▸ **Texto proporcionado**
★ ★ ★ ★ ★ ★ ★
Uno de los mitos del parlamentarismo es la creencia en que la primacía del Parlamento en un régimen basta para catalogarlo como democrático. Es algo típicamente europeo, resultado de los desvaríos de la interpretación roussoniana de la voluntad general, y de los propósitos de discusión y publicidad de ideas del primer liberalismo. No obstante, hoy es moneda corriente entender el parlamentarismo como parte equilibrada de un sistema que asegure en la medida de lo posible la libertad política. Para esto es necesario atender la gobernabilidad y la estabilidad, asentadas en la responsabilidad de las élites políticas. Un parlamentarismo descompensado, como el nuestro actual, dependiente de grupos fraccionados, adanistas, partidistas y volubles, no es deseable. Por eso, un gobierno apoyado en 137 diputados, esclavo de los intereses personales y partidistas de Ciudadanos, de la lucha por la hegemonía en la izquierda entre el PSOE y Unidos Podemos y de la monomanía independentista de ERC, CDC o el PNV, no va a funcionar.
Al francés corriente le era imposible comprender la actuación de partidos sin mayoría que vetaban absurdamente a otros
La Cuarta República francesa, ejemplo de parlamentarismo, cayó en 1958 no por el golpe de Estado en Argelia, sino porque la sociedad, hasta un 80%, votó a favor del proyecto gaullista para quitarse de encima la atomización partidista, la dictadura de las minorías y la volatilidad de los gobiernos. Al francés corriente le era imposible comprender la actuación de partidos sin mayoría que vetaban absurdamente a otros, con grandes incoherencias, intereses partidistas, elecciones demasiado frecuentes, gobiernos débiles y sometidos, y dirigidos por una élite (también) engreída, adanista, y adherida al sillón presupuestario. La Cuarta República tuvo veinte Presidentes de Gobierno entre 1947 y 1958, y de todos los colores: socialistas, radicales, cristiano-demócratas e independientes. Era el resultado de un parlamentarismo extremo, alimentado por un mal sistema electoral, un diseño institucional desequilibrado y la irresponsabilidad de las élites políticas.
★ ★ ★ ★ ★ ★ ★
▸ **Información registrada**
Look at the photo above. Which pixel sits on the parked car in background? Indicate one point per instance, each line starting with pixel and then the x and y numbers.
★ ★ ★ ★ ★ ★ ★
▸ **Ejercicios**
**1.** Enumera todos los partidos políticos que se nombran en el texto sobre el parlamentarismo.
**2.** Según el texto sobre el parlamentarismo, indica si cada afirmación es correcta y cita las palabras que lo deciden: (a) la Cuarta República francesa cayó por el golpe de Estado en Argelia; (b) la Cuarta República tuvo veinte Presidentes de Gobierno entre 1947 y 1958; (c) un parlamentarismo descompensado es deseable.

▸ **Resultados**
**1.** Ciudadanos, PSOE, Unidos Podemos, ERC, CDC y PNV.

**2.**
(a) No: "cayó en 1958 no por el golpe de Estado en Argelia, sino porque la sociedad, hasta un 80%, votó a favor del proyecto gaullista".
(b) Sí: "La Cuarta República tuvo veinte Presidentes de Gobierno entre 1947 y 1958".
(c) No: "Un parlamentarismo descompensado, como el nuestro actual, dependiente de grupos fraccionados, adanistas, partidistas y volubles, no es deseable."